* **EXERCISE DETAILS**
Below are the entries. Transcribe exactly the lines from the one with "Task: Where can the white baseball" through the one with "Target: dark hooded jacket", ends included, and leave out all others.

* **Extracted data entries**
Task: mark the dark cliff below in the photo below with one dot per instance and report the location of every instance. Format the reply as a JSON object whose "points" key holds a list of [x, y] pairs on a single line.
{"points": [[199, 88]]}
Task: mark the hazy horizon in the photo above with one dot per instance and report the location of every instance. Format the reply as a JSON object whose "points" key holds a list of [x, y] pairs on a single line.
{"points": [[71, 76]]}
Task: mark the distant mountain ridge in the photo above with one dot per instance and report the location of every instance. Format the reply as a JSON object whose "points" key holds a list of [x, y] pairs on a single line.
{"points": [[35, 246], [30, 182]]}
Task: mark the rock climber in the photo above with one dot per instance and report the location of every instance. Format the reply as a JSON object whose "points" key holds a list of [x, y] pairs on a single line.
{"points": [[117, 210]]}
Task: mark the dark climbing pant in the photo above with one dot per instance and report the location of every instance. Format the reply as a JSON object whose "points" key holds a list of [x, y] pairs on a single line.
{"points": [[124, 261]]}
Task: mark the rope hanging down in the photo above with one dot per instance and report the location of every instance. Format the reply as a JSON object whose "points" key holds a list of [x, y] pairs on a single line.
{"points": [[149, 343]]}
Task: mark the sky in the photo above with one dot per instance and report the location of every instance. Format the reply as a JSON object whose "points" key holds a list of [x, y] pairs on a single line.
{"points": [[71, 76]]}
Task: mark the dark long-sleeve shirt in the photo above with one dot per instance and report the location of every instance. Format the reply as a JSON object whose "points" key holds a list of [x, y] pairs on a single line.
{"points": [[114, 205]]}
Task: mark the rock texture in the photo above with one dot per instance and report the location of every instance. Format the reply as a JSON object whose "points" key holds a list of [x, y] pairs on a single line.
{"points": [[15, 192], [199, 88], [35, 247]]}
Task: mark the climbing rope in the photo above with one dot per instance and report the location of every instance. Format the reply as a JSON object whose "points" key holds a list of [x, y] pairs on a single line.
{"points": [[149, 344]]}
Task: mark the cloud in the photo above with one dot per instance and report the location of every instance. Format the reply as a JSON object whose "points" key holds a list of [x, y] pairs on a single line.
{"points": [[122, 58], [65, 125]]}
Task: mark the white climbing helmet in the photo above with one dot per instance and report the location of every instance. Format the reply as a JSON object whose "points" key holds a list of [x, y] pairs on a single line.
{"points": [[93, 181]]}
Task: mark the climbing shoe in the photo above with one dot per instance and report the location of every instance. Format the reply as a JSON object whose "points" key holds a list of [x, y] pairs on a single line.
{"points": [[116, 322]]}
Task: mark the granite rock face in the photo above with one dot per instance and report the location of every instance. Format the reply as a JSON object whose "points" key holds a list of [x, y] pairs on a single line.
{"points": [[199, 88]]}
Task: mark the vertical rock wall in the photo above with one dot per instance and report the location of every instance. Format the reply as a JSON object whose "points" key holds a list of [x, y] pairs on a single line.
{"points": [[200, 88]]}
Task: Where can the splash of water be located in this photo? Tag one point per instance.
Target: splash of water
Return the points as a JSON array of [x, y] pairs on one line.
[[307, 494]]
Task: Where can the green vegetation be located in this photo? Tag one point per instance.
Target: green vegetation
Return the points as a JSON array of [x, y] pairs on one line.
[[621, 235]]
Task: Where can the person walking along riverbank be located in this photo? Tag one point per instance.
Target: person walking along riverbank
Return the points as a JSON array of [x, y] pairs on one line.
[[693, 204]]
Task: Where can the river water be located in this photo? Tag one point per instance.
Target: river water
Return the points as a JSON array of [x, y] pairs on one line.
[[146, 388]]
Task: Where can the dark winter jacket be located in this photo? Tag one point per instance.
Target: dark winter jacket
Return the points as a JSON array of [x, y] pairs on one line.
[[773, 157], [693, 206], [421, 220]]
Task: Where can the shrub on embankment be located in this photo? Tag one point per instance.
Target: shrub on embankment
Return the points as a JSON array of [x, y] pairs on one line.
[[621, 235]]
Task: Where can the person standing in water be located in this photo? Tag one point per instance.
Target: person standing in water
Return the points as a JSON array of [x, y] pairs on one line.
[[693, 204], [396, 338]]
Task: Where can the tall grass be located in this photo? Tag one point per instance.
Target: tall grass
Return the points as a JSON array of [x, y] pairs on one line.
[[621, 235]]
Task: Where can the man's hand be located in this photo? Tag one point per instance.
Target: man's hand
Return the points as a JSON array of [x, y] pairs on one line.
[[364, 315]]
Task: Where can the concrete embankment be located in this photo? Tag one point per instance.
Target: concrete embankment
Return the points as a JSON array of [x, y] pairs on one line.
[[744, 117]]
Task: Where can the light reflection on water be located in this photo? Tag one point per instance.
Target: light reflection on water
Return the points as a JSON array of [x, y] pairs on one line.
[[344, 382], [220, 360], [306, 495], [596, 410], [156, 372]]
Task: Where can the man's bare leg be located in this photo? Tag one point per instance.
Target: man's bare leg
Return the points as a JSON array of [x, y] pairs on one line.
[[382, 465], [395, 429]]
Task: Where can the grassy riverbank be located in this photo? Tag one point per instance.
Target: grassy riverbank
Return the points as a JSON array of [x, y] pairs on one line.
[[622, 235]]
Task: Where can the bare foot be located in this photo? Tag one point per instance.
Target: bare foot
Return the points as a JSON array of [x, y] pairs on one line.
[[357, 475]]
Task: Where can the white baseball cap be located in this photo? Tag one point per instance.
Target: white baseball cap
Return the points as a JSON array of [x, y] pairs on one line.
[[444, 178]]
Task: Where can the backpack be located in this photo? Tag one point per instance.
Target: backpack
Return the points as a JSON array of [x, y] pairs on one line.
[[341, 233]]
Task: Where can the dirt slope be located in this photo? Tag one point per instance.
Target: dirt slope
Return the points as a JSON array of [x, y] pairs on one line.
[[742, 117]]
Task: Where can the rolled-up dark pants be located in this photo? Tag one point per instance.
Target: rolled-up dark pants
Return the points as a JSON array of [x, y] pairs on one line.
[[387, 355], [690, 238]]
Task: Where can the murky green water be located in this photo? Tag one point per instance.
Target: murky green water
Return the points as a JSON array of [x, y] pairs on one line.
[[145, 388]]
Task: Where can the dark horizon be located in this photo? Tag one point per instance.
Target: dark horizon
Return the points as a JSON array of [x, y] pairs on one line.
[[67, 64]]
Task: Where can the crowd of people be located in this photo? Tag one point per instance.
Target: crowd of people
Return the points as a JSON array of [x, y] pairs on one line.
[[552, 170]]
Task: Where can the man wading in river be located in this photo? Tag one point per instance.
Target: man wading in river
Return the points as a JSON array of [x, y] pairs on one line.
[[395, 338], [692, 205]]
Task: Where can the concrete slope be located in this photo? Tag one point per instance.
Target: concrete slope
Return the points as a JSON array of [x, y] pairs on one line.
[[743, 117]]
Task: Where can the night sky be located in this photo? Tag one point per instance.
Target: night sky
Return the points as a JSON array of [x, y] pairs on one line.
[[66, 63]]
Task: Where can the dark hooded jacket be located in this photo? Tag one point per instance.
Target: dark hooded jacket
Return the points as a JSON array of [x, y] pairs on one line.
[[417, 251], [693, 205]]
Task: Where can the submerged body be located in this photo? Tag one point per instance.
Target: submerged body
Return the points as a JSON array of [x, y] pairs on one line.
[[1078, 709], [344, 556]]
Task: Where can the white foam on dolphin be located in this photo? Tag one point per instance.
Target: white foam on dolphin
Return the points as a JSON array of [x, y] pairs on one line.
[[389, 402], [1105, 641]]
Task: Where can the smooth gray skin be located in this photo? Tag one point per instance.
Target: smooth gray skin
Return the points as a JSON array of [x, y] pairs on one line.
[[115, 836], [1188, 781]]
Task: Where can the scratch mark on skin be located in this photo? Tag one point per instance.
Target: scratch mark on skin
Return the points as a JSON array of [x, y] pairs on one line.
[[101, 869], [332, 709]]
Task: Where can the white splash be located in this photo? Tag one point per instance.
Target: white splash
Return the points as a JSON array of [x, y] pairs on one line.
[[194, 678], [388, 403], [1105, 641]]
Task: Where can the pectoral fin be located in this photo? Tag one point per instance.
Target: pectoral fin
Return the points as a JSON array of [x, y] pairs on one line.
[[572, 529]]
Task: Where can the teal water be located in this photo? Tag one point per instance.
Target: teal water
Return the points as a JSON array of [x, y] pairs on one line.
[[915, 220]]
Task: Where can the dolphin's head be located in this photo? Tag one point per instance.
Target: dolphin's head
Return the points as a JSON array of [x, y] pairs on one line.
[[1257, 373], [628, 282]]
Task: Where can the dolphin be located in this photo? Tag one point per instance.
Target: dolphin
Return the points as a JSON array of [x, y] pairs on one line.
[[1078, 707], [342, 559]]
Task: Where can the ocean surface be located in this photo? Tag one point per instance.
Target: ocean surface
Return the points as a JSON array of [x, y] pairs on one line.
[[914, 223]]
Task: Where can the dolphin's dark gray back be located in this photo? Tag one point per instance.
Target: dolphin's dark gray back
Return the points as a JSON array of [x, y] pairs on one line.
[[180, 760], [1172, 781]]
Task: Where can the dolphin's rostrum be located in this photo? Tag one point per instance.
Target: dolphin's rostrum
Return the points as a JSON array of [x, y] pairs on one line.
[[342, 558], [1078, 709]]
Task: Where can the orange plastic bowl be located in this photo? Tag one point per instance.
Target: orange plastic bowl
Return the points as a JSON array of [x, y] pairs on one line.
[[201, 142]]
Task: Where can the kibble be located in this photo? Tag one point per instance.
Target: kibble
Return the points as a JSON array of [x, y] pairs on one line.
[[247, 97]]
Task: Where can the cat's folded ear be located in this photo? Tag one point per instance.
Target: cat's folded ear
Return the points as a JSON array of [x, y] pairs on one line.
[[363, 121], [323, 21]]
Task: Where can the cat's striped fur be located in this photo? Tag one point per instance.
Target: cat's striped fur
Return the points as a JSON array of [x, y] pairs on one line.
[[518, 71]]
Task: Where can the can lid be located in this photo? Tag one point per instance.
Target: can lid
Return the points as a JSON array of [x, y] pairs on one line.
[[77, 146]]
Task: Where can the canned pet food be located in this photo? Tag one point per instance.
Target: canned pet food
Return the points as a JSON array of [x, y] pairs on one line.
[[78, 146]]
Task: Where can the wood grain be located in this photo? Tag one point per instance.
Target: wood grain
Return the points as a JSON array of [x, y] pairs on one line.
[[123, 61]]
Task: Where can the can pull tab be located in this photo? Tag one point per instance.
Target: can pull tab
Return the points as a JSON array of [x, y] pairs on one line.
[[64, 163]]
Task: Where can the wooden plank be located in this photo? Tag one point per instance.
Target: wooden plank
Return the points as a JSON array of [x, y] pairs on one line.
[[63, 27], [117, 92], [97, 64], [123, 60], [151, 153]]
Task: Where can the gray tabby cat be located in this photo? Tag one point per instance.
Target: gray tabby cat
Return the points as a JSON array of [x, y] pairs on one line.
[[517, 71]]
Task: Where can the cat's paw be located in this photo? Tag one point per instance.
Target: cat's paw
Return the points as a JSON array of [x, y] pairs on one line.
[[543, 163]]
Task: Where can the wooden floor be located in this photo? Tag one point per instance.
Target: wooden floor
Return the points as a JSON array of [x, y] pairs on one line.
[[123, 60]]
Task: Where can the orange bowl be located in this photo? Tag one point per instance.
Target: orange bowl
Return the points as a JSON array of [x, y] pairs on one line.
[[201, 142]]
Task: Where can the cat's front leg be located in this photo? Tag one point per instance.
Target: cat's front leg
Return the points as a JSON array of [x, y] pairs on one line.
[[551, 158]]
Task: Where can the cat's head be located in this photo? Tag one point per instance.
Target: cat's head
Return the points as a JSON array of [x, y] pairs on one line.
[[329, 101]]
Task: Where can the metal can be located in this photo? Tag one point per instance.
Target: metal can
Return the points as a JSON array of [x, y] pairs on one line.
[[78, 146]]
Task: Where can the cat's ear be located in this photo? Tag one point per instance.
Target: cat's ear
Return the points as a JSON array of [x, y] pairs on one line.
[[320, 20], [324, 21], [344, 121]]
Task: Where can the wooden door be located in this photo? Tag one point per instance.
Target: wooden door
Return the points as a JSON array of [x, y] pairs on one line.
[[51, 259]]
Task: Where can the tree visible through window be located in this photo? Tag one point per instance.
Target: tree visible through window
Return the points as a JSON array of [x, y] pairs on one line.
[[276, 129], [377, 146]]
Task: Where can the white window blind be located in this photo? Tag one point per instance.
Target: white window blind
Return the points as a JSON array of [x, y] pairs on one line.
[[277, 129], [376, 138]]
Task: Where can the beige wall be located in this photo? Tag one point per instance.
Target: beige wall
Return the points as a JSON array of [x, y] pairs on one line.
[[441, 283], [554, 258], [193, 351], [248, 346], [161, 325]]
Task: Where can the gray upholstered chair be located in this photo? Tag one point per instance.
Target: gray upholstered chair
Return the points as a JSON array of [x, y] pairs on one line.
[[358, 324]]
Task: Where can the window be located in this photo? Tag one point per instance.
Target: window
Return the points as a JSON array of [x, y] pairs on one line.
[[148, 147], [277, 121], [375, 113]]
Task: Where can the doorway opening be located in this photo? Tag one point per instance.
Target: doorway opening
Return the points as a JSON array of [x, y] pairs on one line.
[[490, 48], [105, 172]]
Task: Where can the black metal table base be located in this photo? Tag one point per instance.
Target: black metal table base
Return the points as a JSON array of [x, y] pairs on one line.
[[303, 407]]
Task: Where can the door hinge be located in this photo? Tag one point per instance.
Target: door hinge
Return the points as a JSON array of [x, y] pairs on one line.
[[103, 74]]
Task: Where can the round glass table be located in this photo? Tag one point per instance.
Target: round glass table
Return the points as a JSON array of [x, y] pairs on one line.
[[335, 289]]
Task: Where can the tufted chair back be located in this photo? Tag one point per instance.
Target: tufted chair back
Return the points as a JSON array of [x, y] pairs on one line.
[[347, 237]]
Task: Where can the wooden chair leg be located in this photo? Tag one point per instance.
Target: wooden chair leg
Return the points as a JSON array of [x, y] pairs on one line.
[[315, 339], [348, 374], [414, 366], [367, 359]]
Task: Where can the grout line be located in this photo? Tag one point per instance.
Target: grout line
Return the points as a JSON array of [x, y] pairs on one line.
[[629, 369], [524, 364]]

* **ANSWER SECTION**
Task: Where can the white baseball cap be located in this photo? Tag one point per instance.
Target: white baseball cap
Return the points as a JSON array of [x, y] pairs on one line.
[[444, 178]]
Task: Where can the backpack be located in this photo? Tag one point per instance.
Target: backpack
Return the points as a JSON array of [x, y] pairs on one line.
[[341, 233]]
Task: Where can the dirt slope be located in this photo? Tag one point per instance.
Target: dirt slope
Return the points as a JSON array of [x, y] pairs on one line.
[[742, 117]]
Task: Where can the rolled-up dark pants be located in this photo? Tag one point per instance.
Target: rolled-up dark pants
Return the points as a JSON array of [x, y] pairs on one line.
[[387, 355], [690, 238]]
Task: Where can the murky green water be located in this photo? Tag one point per instance.
Target: murky green water
Return the points as a JSON array of [x, y] pairs on one line.
[[145, 388]]
Task: Where can the dark horizon be located in this photo? Tag one point per instance.
Target: dark horizon
Return the points as a JSON array of [x, y] pairs on one line.
[[67, 64]]
Task: Where can the crowd of people be located in this photo? Tag one point per instance.
Target: crowd of people
Return the points as a JSON array of [x, y] pairs on one line.
[[552, 170]]
Task: Where can the man wading in river be located in this photo? Tag one point per instance.
Target: man wading in river
Return the points as a JSON array of [x, y] pairs on one line.
[[395, 338], [692, 205]]
Task: Where can the concrete slope be located in this photo? Tag one point per instance.
Target: concrete slope
Return the points as a JSON array of [x, y] pairs on one line.
[[743, 117]]
Task: Where can the night sky be located in this photo? Tag one point per instance.
Target: night sky
Return the points as a JSON array of [x, y] pairs on one line.
[[66, 63]]
Task: Where can the dark hooded jacket be located in this photo? Tag one point per instance.
Target: dark hooded jacket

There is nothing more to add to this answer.